EXERCISE TEXT Start Marker

If members have a ”sticky” (as opposed to transactional) relationship and are loyal to the association, then an affinity program stands a much better chance of competing with mass-market availability. Building that unique differentiation and communicating the benefit to their association’s customers with passion and purpose will drive new avenues of products and services, and ultimately non-dues revenue.
Gen Z & Membership
A recent book entitled ZCONOMY: How Gen Z Will Change the Future of Business – and What to Do About It by Jason Dorsey and Denise Villa, PhD, is a must-read for any business professional and association leader. Associations, if they can up their mobile, social, and digital game, are well-positioned to appeal to what next year will be the fastest-growing generation in the workforce.
What is the good news for associations? Gen Z workers and consumers of products want to connect with organizations that have social impact, that have purpose. Since associations are purpose-driven, mission-driven entities, they need to elevate and market their value to reach the hearts and minds of Gen Z, thereby creating greater stickiness with their customers. If value, purpose, and mission are communicated effectively and the customer experience meets or exceeds their expectations, Gen Z will join associations.
Gen Z & Digital Strategy
In recent consulting engagements, we’ve been overlapping the digital touchpoints associations have with their customers with the customer journey map to outline and align digital strategy to customer experience. Gen Z is already influencing how business is done and how it will be done in a massive way. They know nothing else except one-click purchases, videos to educate them on anything they want to know, voice-activated TVs and search, and they are connected 8+ hours per day online using multiple devices.
Associations must completely rethink their technology stacks to support these behaviors and expectations and incorporate a solid digital strategy with a positive customer user experience into their new business model. In terms of value delivery, loyalty programs and personalized experiences will become the norm along with mobile-first UX, one-click joining and registering, voice activation offered, and accessibility required.
Bostrom’s role as an association management company is to identify these trends and incorporate new strategies and models into our own company and our services to our association clients. Associations can take advantage of their unique positions to advance their missions and cause-related activities by addressing these six trends in creative, innovative, and tailored ways.

EXERCISE TEXT End Marker
EXCERPTED RECORDS Start Marker

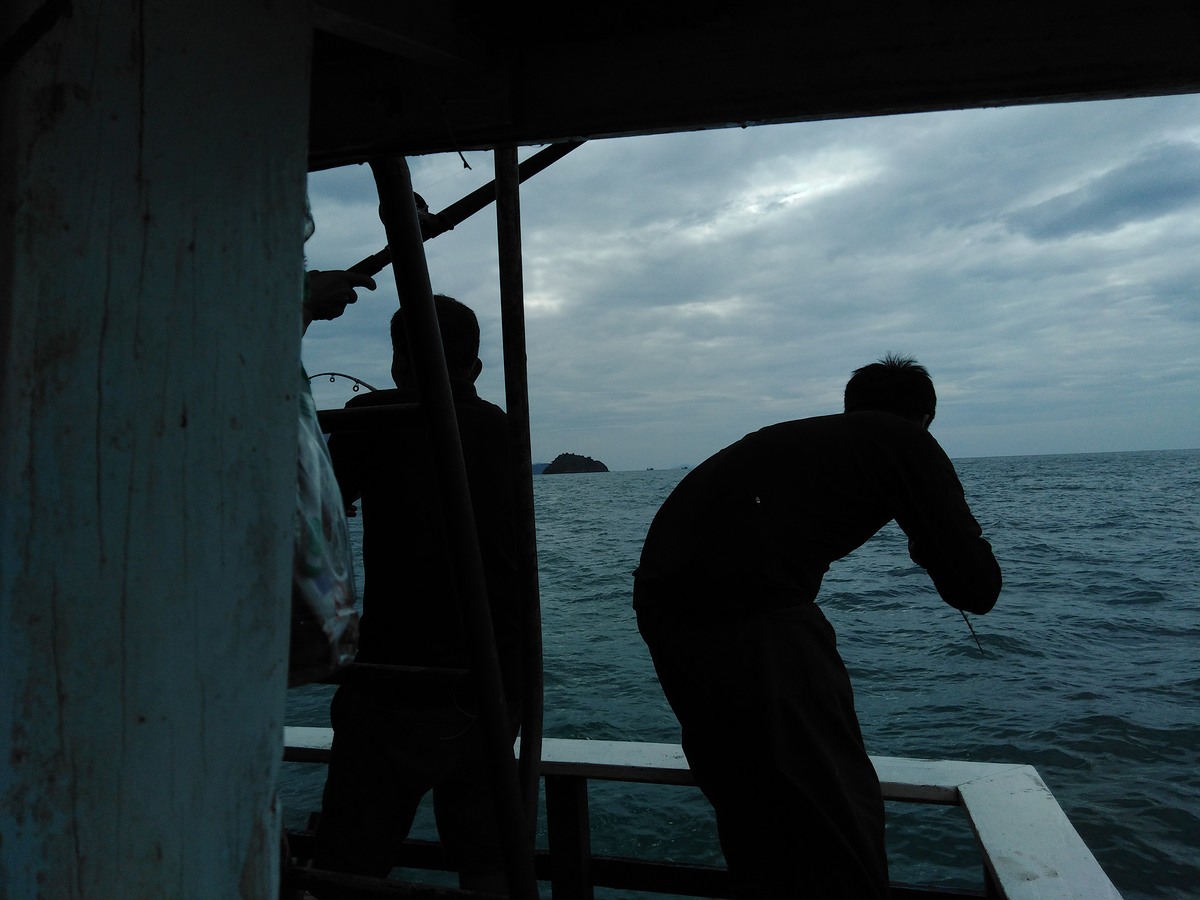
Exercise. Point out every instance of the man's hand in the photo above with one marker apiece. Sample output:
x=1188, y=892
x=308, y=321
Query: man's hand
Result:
x=330, y=292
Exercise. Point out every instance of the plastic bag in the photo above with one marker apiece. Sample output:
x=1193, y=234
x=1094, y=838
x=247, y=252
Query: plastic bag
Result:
x=324, y=623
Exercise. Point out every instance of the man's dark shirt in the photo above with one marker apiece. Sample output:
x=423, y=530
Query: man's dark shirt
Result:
x=760, y=522
x=409, y=607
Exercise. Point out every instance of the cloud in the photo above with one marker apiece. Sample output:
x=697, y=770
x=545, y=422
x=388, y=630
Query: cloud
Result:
x=683, y=289
x=1163, y=180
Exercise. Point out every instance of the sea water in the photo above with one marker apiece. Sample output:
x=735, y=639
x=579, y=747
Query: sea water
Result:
x=1089, y=669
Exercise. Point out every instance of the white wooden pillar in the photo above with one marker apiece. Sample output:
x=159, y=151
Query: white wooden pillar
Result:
x=153, y=159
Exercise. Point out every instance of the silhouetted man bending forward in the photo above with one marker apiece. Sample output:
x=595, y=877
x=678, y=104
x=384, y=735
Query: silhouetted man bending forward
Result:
x=725, y=598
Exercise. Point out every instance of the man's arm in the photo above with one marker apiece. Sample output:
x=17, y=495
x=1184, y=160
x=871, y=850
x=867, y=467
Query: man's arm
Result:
x=945, y=539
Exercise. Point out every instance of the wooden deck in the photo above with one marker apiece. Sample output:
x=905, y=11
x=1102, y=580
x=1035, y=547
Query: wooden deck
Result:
x=1029, y=847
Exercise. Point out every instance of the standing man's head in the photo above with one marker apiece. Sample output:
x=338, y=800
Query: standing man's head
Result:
x=460, y=342
x=894, y=384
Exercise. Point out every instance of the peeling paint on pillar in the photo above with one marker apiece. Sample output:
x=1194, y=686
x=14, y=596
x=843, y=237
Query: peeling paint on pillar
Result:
x=150, y=275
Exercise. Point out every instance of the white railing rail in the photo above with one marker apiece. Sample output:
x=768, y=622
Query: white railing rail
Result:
x=1030, y=849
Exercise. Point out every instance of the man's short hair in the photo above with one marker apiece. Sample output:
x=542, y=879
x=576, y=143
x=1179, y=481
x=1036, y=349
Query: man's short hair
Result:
x=894, y=384
x=459, y=328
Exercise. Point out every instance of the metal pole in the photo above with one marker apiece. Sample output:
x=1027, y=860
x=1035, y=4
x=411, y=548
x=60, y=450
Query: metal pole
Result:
x=516, y=396
x=463, y=209
x=399, y=214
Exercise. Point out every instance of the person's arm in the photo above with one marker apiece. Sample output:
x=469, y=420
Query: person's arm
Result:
x=945, y=538
x=330, y=292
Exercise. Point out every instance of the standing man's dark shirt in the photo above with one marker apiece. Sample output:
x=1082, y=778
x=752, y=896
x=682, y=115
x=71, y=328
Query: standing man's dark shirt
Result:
x=725, y=594
x=409, y=609
x=769, y=514
x=396, y=738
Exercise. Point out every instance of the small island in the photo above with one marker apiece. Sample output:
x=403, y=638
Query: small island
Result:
x=570, y=463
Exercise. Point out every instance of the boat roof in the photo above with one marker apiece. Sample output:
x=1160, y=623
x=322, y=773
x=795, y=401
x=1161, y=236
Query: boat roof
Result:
x=432, y=77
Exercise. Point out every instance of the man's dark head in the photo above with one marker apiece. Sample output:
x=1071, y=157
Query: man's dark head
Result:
x=460, y=341
x=894, y=384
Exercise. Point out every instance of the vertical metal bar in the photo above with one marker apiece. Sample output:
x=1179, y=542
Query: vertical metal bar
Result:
x=569, y=834
x=399, y=213
x=516, y=397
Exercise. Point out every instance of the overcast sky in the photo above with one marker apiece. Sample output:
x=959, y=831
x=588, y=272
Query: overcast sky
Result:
x=1042, y=262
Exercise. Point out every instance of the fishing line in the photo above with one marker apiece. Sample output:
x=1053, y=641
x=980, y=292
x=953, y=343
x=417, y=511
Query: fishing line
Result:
x=972, y=631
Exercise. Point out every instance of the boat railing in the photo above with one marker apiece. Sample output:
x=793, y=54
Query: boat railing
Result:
x=1029, y=846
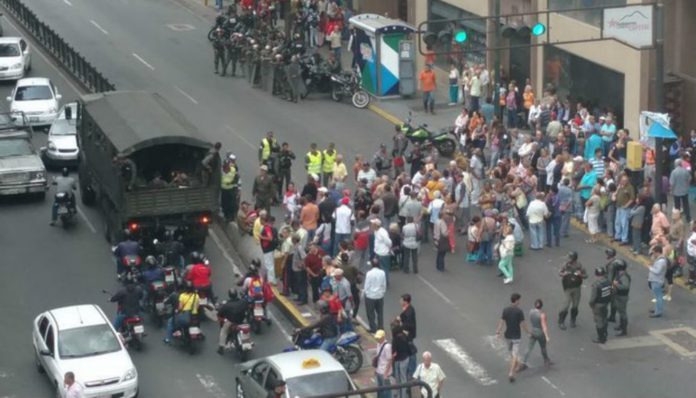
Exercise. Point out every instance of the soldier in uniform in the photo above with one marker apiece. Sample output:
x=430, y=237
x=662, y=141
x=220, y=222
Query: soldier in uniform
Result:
x=219, y=50
x=572, y=275
x=621, y=284
x=599, y=300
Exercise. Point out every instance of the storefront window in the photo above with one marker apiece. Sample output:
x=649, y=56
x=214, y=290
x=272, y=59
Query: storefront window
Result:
x=592, y=17
x=472, y=51
x=598, y=88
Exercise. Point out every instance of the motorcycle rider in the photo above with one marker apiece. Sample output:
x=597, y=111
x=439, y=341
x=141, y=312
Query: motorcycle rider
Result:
x=199, y=275
x=326, y=325
x=128, y=300
x=127, y=247
x=233, y=312
x=186, y=308
x=66, y=185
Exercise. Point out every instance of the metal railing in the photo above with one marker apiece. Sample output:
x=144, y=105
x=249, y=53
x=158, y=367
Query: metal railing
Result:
x=71, y=60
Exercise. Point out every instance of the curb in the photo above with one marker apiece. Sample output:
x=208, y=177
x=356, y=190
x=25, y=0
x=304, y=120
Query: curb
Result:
x=679, y=281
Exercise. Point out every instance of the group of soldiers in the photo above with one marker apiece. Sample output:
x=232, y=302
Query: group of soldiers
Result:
x=267, y=56
x=608, y=297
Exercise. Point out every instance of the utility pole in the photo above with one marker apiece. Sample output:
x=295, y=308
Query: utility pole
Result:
x=659, y=94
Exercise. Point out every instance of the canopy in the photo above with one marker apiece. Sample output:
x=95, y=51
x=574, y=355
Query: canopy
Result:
x=657, y=130
x=374, y=23
x=134, y=120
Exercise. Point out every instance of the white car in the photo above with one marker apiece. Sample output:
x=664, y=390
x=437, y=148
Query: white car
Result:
x=15, y=58
x=80, y=339
x=62, y=138
x=38, y=98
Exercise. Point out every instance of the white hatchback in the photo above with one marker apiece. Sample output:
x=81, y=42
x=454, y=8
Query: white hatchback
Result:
x=15, y=58
x=80, y=339
x=38, y=98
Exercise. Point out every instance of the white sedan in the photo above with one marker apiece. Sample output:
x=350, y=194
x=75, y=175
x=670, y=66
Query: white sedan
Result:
x=38, y=98
x=80, y=339
x=15, y=58
x=61, y=148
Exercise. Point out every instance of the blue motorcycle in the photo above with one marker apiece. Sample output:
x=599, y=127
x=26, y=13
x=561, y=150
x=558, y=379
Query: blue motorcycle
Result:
x=347, y=349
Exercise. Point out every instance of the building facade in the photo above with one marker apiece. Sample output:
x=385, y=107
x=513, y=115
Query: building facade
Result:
x=603, y=74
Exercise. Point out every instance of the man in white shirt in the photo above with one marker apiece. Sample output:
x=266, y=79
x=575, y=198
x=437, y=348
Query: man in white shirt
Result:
x=374, y=290
x=344, y=219
x=536, y=214
x=431, y=374
x=382, y=246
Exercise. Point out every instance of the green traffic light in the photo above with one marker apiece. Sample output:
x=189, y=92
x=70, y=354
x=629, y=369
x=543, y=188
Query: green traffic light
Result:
x=538, y=29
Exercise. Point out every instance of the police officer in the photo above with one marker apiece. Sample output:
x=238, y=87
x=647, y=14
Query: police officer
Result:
x=599, y=300
x=219, y=42
x=621, y=284
x=229, y=187
x=572, y=275
x=313, y=160
x=328, y=161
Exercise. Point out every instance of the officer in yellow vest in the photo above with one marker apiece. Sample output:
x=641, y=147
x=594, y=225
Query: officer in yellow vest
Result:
x=229, y=188
x=313, y=160
x=267, y=146
x=328, y=161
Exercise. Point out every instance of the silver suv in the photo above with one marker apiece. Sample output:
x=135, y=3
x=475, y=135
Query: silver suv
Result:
x=21, y=168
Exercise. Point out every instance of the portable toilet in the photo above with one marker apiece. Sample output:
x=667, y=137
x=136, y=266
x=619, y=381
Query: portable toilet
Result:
x=378, y=52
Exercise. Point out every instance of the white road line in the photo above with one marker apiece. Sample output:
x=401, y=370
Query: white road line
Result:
x=84, y=217
x=241, y=137
x=143, y=61
x=553, y=385
x=208, y=382
x=96, y=25
x=185, y=94
x=457, y=353
x=49, y=62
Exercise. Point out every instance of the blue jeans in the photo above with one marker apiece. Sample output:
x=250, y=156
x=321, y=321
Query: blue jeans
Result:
x=621, y=224
x=536, y=235
x=658, y=291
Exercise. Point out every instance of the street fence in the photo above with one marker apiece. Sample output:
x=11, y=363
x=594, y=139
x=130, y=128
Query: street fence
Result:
x=71, y=60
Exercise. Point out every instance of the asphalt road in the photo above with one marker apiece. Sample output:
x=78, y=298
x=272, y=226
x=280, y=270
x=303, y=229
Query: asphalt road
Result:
x=135, y=47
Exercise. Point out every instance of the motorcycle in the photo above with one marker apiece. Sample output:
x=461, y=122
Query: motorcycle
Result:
x=347, y=84
x=441, y=140
x=347, y=349
x=66, y=213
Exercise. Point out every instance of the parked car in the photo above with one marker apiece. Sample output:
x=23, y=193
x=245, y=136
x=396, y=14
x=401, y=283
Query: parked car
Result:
x=61, y=148
x=21, y=168
x=38, y=98
x=80, y=339
x=306, y=373
x=15, y=58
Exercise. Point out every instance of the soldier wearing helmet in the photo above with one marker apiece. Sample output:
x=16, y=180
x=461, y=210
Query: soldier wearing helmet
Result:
x=599, y=301
x=572, y=274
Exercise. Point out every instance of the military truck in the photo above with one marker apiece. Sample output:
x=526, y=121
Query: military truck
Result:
x=141, y=163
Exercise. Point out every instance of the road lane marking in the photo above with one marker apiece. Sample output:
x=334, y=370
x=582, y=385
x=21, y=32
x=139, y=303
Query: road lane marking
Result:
x=84, y=217
x=209, y=384
x=143, y=61
x=185, y=94
x=459, y=355
x=241, y=137
x=96, y=25
x=552, y=385
x=39, y=50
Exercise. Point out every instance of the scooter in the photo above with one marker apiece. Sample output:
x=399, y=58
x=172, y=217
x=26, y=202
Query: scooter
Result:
x=347, y=349
x=441, y=140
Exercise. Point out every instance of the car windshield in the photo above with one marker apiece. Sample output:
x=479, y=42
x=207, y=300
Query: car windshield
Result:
x=318, y=384
x=14, y=147
x=87, y=341
x=9, y=50
x=33, y=93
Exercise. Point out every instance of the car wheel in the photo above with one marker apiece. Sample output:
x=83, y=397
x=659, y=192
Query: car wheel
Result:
x=240, y=390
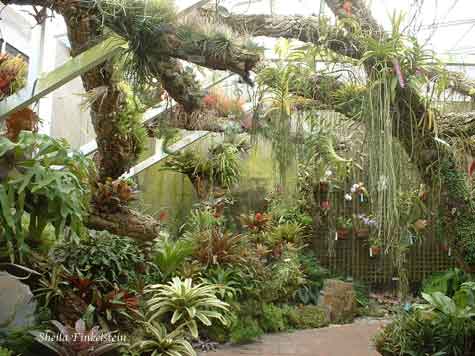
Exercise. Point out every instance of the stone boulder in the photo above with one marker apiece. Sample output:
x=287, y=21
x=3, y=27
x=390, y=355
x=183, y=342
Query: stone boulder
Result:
x=17, y=306
x=338, y=299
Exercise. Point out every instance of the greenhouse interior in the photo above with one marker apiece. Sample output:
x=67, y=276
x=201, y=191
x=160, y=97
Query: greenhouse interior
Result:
x=237, y=177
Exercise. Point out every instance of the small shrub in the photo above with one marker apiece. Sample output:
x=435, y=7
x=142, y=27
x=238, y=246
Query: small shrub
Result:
x=445, y=282
x=245, y=330
x=441, y=327
x=306, y=317
x=5, y=352
x=272, y=319
x=286, y=233
x=105, y=256
x=169, y=256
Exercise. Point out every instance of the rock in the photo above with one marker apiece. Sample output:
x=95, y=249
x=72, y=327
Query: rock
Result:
x=17, y=306
x=338, y=299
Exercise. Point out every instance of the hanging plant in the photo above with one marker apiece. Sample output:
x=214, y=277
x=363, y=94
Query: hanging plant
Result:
x=21, y=120
x=13, y=72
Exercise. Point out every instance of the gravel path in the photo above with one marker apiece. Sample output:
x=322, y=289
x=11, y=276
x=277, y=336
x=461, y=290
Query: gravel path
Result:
x=336, y=340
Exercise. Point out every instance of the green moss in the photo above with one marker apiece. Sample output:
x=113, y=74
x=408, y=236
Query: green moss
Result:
x=129, y=121
x=460, y=213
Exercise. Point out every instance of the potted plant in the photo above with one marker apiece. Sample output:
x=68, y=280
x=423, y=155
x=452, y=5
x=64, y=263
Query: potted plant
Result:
x=343, y=227
x=364, y=225
x=362, y=232
x=375, y=248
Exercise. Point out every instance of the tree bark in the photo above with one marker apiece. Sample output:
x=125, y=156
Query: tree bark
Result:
x=125, y=223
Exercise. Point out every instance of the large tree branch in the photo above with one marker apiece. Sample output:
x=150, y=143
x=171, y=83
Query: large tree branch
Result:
x=311, y=29
x=125, y=223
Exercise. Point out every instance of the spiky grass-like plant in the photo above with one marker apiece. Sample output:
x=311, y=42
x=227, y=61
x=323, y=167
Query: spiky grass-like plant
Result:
x=159, y=342
x=187, y=304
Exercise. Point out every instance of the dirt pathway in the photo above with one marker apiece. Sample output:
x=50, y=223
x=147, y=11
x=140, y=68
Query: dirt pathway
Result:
x=336, y=340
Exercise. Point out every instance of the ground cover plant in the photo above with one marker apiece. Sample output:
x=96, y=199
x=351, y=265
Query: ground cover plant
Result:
x=376, y=161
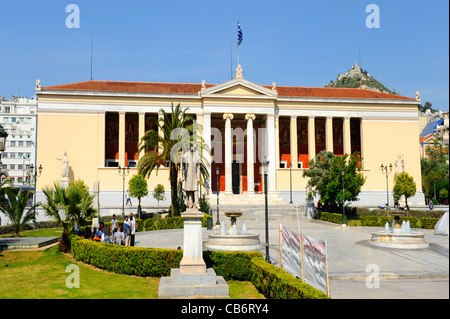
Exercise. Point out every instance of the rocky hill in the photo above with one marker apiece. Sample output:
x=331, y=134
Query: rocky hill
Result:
x=356, y=77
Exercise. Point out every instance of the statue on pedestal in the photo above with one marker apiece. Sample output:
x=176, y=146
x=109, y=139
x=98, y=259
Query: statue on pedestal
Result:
x=191, y=176
x=65, y=163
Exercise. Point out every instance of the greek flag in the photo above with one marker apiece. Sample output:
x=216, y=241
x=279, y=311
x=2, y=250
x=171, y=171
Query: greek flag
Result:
x=240, y=37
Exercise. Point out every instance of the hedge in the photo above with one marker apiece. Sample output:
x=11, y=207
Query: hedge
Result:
x=154, y=262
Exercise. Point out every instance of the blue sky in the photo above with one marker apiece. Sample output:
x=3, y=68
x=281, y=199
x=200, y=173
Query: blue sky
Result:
x=297, y=43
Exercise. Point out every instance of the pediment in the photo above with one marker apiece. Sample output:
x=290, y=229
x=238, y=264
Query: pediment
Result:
x=238, y=88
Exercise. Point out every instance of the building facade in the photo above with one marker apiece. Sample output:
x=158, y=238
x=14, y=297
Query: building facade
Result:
x=99, y=125
x=18, y=118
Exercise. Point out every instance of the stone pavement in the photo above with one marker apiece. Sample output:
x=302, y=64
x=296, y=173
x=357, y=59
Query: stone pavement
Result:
x=403, y=274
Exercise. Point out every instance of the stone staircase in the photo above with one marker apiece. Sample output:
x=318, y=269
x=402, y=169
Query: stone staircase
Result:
x=253, y=206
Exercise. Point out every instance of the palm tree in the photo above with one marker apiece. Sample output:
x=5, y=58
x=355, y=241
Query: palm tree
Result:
x=176, y=135
x=15, y=208
x=68, y=206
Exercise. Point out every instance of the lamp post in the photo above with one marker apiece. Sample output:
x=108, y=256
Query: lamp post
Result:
x=3, y=136
x=218, y=191
x=344, y=222
x=36, y=175
x=290, y=185
x=387, y=170
x=265, y=164
x=123, y=171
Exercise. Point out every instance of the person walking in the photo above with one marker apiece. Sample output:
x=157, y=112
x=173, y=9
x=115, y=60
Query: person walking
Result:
x=127, y=231
x=114, y=224
x=119, y=236
x=133, y=228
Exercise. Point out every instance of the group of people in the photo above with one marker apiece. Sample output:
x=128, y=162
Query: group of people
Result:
x=118, y=234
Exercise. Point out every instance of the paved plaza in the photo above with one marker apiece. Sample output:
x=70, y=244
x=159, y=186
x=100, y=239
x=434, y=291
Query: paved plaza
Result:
x=403, y=274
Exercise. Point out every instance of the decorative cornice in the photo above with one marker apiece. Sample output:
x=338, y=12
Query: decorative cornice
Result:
x=228, y=116
x=249, y=116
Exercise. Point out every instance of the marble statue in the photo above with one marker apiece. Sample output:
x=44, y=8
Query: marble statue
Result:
x=65, y=163
x=191, y=160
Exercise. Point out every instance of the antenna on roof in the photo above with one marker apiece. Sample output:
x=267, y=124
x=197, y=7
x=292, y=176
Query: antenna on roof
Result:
x=360, y=79
x=91, y=54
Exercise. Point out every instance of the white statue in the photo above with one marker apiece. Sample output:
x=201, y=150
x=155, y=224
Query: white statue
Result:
x=399, y=164
x=191, y=160
x=65, y=163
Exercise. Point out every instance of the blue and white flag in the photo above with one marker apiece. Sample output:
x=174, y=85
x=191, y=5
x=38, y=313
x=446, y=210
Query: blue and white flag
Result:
x=240, y=37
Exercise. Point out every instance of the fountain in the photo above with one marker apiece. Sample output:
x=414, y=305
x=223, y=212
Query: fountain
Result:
x=399, y=236
x=233, y=239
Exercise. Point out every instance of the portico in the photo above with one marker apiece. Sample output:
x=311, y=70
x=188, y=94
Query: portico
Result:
x=242, y=123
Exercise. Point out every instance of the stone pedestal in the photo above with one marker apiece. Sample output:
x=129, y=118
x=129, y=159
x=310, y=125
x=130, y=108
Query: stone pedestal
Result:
x=193, y=279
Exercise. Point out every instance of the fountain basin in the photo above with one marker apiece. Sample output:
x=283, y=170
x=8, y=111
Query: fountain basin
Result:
x=226, y=242
x=413, y=240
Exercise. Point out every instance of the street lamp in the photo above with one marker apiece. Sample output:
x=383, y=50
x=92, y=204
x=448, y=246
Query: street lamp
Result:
x=3, y=136
x=36, y=175
x=218, y=191
x=265, y=164
x=344, y=222
x=387, y=170
x=123, y=171
x=290, y=186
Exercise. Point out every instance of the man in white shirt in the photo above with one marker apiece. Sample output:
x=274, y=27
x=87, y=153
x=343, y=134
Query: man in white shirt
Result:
x=133, y=228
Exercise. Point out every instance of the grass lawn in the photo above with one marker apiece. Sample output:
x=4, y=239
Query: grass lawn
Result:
x=41, y=274
x=43, y=232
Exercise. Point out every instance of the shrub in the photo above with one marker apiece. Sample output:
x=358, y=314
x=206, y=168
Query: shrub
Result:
x=154, y=262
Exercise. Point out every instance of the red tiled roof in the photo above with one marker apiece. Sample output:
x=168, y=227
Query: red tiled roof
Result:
x=194, y=88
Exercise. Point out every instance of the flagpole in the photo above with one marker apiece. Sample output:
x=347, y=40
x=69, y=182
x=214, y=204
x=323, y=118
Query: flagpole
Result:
x=238, y=40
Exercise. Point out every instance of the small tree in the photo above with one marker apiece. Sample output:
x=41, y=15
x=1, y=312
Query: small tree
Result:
x=404, y=185
x=15, y=208
x=159, y=193
x=138, y=188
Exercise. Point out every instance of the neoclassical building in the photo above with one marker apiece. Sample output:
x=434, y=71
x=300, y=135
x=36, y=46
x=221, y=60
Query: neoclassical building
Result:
x=99, y=125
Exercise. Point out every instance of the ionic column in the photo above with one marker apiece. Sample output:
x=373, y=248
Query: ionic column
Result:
x=101, y=122
x=346, y=136
x=122, y=139
x=329, y=134
x=207, y=138
x=228, y=153
x=293, y=139
x=250, y=117
x=311, y=138
x=270, y=131
x=141, y=131
x=362, y=129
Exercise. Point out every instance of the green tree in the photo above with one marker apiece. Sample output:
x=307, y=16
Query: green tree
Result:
x=434, y=168
x=404, y=185
x=15, y=209
x=176, y=135
x=325, y=178
x=138, y=188
x=69, y=206
x=159, y=193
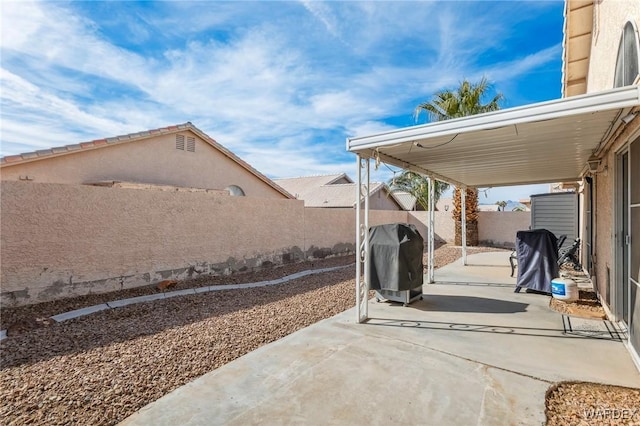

EXCERPTED RECORDS End Marker

TASK REQUIREMENTS:
In the text about associations and Gen Z, how many hours per day is Gen Z connected online? The lines have nothing to do with the text about associations and Gen Z.

ANSWER SECTION:
Gen Z is connected online 8+ hours per day, using multiple devices.